TASK INSTRUCTIONS
a - In the account of the family history trip, how far and in which direction did the writer drive to reach the town where the writer's father was raised?
b - Continue the account of the family history trip with a nephew after its final sentence.

GIVEN TEXT
Fortune smiled again this trip as my youngest nephew was out of school early and agreed to do his homework immediately so that he and I could take another "history" trip before the end of the day. We drove seven miles east to the town where my father was raised. We stopped at the cemetery and I told him tales of each of my great aunts and uncles who are interred on either side of my paternal paternal great grandparents (Is that what you call the parents of your father's father? Wow, don't I have a lot to learn?). Then I walked my nephew to my paternal grandparents graves and explained a little about their lives and the lives of the three (of their 8) children who did not reach adulthood and were buried on either side of their parents.

Detail from my Great Uncle John's stone. He was killed in action in WWI.


This somber visit was followed by a stop at the local museum. It is an interesting place. We found references to my dad, my three uncles and my aunt (these survivors of that harsh country upbringing) who attended the local high school (mostly in the 40s). We squinted at blurry photos (Daddy in a football uniform) and tried to logic out "inside" jokes from back in the day.

GIVEN MATERIAL
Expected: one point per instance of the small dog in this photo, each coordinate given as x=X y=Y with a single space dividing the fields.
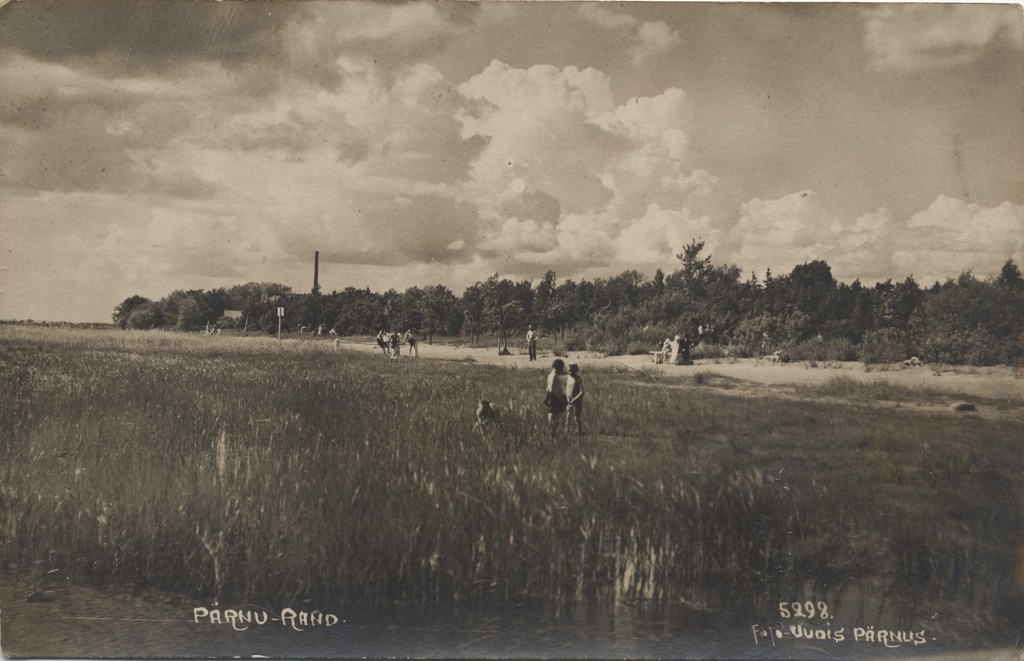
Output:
x=486 y=416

EXERCISE RESPONSES
a - Seven miles east.

b -
The museum also boasted a collection of arrowheads and native American (North and South!) relics collected by the old town doctor. [He delivered my siblings and me and cared for our parents almost to the end of their days. His wife was also a doctor and our pediatrician. She had a quick step and we dreaded that fast step-step-step coming down the hall as we figured a shot was on its way.]*****

Finding we still had a little time before we had to be home, we hit two flea markets/junk stores. We looked at and commenting on almost everything, but we purchased nothing. We headed home and talked about a future archeology dig perhaps (this is the nephew of last summer's train adventure and we have another summer coming up!).

I have two (or three) more area cemeteries to visit, but it is likely I won't get to them all tomorrow. One is a quick trip here in our town. The other two are a short drive, but I have a luncheon date at the middle school and cannot miss it. Then it will be a quick trip to the airport to drop off my rental before going back to DH and the pups.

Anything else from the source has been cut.